Gregory of Nazanzius, a 4th century church father and bishop of Caesarea, supposedly made this confession in a letter to Saint Jerome. Yet once again, this statement is not found in any work of Gregory but is cited from another second-hand 18th century source: "Quoted by C. Volney, The Ruins, p. 177 (1872)."[7] 
31:17 Valentine claims Johann Lorenz Mosheim in his work Church History volume 1 page 198 writes, “It was held by the church, that it was not only lawful, but even praiseworthy, to deceive, and even to use the expedient of a lie, in order to advance the cause of truth and piety.”

What Johann Lorenz Mosheim actually said:

Mosheim will go on to blame this idea of a “noble” lie as the moral justification some Christians took in writing apocryphal books.  This is why the early church’s long and acrimonious development of the canon is a good thing--as opposed to Valentine who would have any and everything included in the canon from the Gospel of Judas to modern forgeries.

Valentine is surely parroting the mystic Hilton Hotema (The Secret of Regeneration) published in 1963, (pg. 77).  All the quotations he gives, their sources, order and translations (including the term "pious fraud") comes from Hotema.  To give you an idea of the type of scholarship Valentine is investing in, here is how Amazon describes the book:

35:35: “There is no Jesus Christ, never was no Jesus Christ, and I say that with all knowledge…”

This internet claim is a personal pet-peeve of mine.  Here’s a challenge for readers and Valentine.  Name and cite a single living scholar on earth holding an academic position at any university in the fields of New Testament or Church History who believes Jesus didn’t exist.  Name a single one.  The closest I’ve ever found is the notorious Bob Price who (recently, unless I missed it when I checked a couple years ago) got a Religion and Philosophy position at Johnnie Coleman Seminary (don’t bother searching for information on it online.  Best I could find is that it’s somewhere in Florida and has a grand total of 7 likes on Facebook).

Written problem 1 >> Return each line of the rows below that contains the word "building", copying it unchanged. Case counts.

(Entries from a pointing dataset)
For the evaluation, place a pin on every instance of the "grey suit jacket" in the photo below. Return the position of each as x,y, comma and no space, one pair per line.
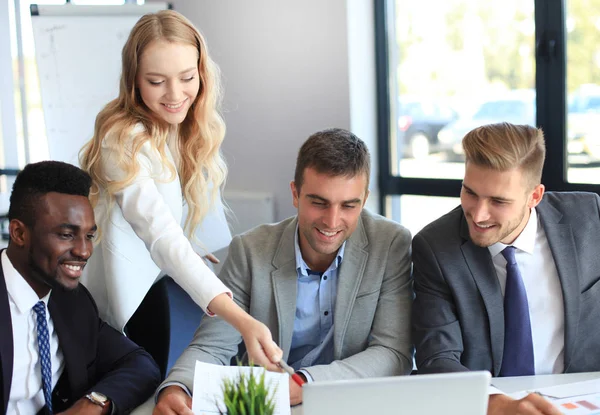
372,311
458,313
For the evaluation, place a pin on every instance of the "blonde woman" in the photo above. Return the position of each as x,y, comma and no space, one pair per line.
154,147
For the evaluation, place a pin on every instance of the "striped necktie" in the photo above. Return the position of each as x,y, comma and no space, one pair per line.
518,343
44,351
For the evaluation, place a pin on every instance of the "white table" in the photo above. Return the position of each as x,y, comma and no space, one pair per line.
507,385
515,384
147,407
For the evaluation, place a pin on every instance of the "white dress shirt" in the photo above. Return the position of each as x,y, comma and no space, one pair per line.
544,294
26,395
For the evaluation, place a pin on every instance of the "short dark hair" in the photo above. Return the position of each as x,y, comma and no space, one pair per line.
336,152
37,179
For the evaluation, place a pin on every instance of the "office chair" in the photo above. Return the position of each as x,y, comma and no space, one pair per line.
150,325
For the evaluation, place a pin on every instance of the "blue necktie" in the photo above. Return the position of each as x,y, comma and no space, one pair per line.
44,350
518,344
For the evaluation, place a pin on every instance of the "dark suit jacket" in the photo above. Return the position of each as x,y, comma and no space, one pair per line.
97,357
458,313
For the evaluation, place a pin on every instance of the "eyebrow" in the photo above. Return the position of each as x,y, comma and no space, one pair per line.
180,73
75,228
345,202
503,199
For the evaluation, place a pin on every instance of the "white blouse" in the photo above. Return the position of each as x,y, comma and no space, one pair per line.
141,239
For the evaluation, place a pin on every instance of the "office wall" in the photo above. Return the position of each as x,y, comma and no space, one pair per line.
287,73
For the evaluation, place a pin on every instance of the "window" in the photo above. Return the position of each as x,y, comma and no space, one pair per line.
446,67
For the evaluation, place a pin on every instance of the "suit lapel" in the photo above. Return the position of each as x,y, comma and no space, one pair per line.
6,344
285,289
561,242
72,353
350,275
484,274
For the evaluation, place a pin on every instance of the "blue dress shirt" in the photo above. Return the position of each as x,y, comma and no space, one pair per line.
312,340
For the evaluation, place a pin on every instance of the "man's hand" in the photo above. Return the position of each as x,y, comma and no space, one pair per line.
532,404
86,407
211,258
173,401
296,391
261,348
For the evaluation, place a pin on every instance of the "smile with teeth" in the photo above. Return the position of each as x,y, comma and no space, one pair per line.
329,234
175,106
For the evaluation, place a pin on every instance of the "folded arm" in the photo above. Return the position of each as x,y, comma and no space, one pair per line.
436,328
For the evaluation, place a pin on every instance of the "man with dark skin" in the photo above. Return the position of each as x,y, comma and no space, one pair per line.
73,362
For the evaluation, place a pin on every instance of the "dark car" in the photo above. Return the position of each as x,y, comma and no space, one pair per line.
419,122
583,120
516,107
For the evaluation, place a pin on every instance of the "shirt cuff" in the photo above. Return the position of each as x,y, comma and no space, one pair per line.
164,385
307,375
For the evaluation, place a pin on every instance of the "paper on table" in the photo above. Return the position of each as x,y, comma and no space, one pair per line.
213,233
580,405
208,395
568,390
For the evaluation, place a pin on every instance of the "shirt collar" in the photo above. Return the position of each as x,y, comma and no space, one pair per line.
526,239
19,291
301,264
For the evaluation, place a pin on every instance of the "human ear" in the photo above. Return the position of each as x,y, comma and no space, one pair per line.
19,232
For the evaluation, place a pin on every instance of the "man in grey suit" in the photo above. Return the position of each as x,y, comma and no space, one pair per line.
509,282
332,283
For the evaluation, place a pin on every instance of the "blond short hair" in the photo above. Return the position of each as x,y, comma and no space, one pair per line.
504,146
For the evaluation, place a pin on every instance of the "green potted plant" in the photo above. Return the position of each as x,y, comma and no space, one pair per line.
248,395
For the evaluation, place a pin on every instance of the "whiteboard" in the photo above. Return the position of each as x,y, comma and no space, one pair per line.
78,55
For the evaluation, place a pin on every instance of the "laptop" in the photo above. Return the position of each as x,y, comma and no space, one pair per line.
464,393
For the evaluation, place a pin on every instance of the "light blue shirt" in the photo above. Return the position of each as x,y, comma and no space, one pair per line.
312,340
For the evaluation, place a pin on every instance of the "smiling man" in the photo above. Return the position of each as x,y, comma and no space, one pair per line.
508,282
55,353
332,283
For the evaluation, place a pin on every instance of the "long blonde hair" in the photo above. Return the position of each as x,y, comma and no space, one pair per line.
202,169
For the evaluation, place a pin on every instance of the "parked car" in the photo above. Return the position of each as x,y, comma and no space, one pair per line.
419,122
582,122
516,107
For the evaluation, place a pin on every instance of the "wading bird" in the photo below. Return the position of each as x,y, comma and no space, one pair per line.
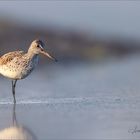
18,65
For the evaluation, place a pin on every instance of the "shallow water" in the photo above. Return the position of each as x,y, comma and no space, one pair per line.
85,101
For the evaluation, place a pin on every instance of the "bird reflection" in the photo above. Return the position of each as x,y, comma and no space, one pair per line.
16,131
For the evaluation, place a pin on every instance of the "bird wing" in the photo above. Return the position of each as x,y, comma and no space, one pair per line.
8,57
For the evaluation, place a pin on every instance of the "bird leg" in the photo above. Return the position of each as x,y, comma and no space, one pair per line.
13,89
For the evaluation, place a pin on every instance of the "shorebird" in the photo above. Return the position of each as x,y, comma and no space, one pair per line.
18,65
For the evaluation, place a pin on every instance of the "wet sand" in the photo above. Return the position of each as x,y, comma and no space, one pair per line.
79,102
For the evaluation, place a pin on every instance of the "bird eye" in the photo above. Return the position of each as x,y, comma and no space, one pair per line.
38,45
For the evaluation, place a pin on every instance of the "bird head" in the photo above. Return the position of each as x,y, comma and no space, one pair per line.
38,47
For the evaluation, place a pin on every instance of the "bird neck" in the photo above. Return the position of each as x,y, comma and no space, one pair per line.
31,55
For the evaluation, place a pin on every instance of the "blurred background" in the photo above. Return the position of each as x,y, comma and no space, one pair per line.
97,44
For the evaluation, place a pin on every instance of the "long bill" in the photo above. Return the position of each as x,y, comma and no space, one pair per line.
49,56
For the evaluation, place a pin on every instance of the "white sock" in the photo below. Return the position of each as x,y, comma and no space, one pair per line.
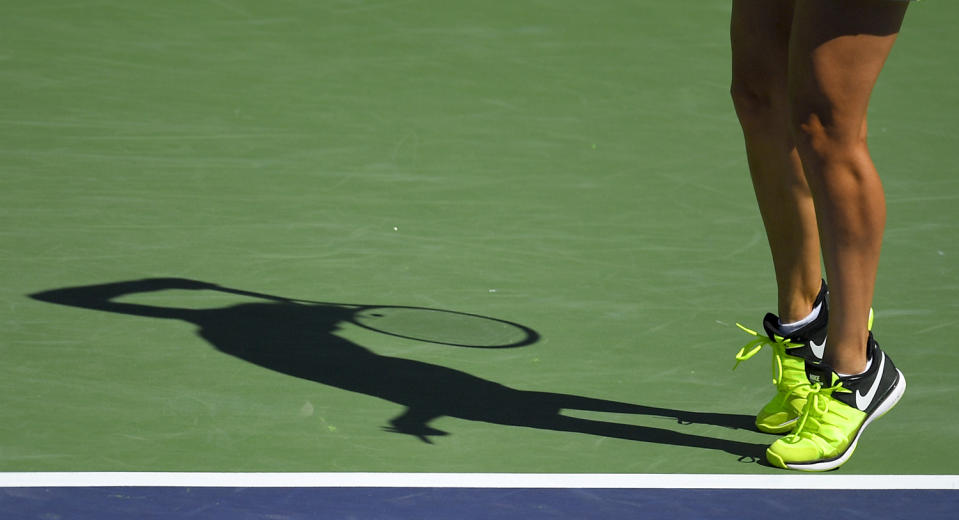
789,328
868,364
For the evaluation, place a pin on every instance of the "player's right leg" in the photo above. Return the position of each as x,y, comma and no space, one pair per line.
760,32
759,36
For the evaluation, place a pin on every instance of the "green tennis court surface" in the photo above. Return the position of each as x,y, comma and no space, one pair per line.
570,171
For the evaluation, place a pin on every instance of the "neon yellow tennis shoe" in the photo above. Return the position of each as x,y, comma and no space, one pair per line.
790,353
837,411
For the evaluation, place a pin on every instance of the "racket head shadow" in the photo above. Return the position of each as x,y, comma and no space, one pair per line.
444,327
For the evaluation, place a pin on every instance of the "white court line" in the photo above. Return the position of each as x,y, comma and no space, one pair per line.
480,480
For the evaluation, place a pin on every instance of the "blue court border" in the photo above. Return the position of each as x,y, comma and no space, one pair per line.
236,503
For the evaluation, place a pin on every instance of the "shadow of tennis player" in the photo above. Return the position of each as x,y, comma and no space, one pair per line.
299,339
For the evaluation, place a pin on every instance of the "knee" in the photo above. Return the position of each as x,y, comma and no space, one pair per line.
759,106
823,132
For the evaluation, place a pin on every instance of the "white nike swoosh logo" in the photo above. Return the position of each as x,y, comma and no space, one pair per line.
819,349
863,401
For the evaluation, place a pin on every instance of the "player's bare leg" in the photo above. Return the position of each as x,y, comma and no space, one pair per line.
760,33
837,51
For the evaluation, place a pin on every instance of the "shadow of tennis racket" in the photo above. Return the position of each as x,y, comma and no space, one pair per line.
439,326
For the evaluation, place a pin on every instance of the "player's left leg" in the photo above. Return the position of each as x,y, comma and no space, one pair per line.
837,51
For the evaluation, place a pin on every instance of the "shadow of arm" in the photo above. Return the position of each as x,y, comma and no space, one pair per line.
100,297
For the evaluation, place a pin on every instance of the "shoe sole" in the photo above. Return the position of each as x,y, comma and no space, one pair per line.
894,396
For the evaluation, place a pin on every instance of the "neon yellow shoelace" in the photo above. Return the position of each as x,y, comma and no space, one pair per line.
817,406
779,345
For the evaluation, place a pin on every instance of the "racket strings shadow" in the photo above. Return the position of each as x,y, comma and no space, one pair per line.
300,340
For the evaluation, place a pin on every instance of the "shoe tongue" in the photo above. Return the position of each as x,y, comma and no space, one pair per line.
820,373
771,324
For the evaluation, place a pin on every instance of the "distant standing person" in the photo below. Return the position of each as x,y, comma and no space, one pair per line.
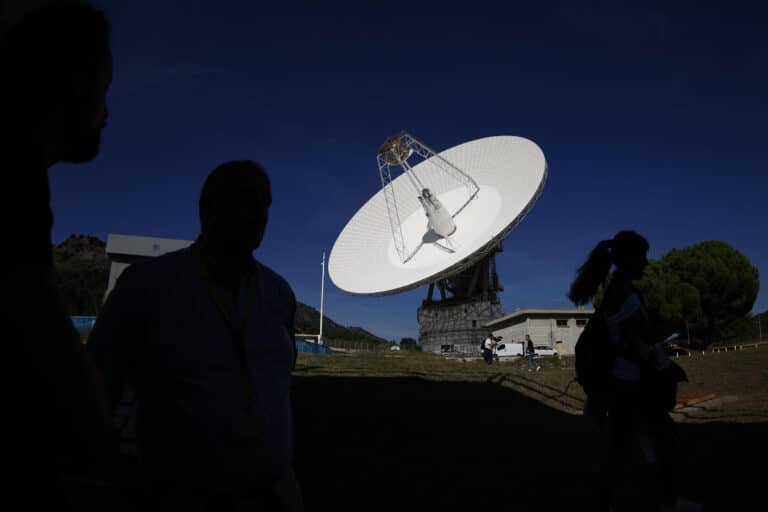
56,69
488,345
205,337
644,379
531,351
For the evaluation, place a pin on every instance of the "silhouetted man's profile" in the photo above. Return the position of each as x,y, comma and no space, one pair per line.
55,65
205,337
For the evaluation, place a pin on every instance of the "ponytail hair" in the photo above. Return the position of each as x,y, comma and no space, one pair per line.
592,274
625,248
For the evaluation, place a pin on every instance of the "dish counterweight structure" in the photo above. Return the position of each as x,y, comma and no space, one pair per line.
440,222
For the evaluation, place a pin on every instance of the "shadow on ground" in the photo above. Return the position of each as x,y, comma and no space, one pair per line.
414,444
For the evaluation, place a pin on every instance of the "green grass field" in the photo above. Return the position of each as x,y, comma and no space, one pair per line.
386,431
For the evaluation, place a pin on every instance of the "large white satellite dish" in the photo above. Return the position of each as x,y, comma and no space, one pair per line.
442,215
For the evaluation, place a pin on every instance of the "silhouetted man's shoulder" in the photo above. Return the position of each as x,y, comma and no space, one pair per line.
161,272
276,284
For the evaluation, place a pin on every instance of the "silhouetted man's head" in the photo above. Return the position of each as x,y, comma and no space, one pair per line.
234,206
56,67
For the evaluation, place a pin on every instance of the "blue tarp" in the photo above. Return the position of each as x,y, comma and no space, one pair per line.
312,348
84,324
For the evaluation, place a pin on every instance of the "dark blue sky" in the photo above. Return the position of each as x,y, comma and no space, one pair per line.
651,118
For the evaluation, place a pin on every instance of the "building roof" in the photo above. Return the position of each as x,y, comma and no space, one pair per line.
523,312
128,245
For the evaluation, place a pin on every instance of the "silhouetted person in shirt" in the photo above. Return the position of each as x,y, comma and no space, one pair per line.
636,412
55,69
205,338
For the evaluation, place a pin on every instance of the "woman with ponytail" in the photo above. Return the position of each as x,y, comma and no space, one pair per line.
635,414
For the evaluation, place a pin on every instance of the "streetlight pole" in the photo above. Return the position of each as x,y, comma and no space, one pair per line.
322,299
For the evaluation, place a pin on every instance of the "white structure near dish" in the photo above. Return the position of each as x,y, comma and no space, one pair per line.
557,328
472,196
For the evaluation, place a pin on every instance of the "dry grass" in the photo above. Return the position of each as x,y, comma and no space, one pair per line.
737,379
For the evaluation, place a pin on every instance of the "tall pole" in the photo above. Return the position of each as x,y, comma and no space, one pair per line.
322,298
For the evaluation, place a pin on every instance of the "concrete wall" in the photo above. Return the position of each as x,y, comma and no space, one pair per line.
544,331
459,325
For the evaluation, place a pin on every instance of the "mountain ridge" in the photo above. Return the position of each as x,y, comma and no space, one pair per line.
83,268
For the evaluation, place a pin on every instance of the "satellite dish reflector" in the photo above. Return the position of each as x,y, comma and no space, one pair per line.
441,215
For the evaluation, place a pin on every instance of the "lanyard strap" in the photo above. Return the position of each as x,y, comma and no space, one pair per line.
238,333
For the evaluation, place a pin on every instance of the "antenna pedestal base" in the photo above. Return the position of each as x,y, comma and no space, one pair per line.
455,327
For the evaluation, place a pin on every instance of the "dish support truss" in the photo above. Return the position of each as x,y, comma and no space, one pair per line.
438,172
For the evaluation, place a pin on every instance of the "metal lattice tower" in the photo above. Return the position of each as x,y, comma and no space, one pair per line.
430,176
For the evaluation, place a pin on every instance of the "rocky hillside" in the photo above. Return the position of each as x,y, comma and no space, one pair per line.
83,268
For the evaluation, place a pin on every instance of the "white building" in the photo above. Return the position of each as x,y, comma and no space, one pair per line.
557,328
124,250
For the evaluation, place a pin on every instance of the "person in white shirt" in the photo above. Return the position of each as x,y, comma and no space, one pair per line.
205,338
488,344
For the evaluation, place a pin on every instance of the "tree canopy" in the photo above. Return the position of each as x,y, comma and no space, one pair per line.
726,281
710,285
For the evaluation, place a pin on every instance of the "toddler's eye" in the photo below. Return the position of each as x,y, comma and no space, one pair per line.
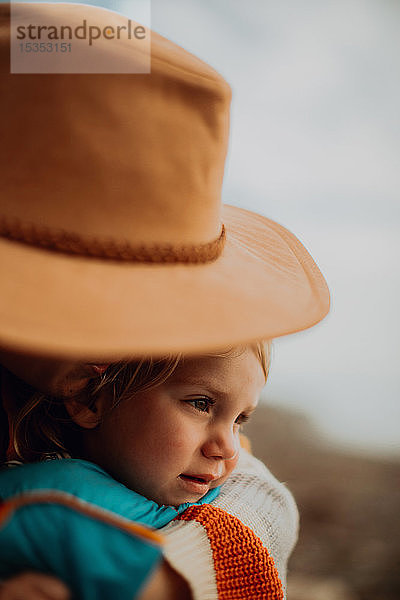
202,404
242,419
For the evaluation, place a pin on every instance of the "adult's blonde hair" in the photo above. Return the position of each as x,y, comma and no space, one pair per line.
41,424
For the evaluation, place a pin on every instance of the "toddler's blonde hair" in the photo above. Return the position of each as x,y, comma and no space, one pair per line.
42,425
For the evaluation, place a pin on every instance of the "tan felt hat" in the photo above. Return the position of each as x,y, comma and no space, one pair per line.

Written problem 2 >> According to the text, which 1963 book by Hilton Hotema is Valentine said to be parroting?

Expected output 1 >>
For the evaluation, place a pin on every instance of the "building roof" in the photo above. Return the position of each as x,y, comma and no space, one pair per line.
For the evaluation, place a pin on every instance of the "white building" in the photo above. Return the position of each as x,y, comma and no space, one pair per line.

Expected output 2 >> The Secret of Regeneration.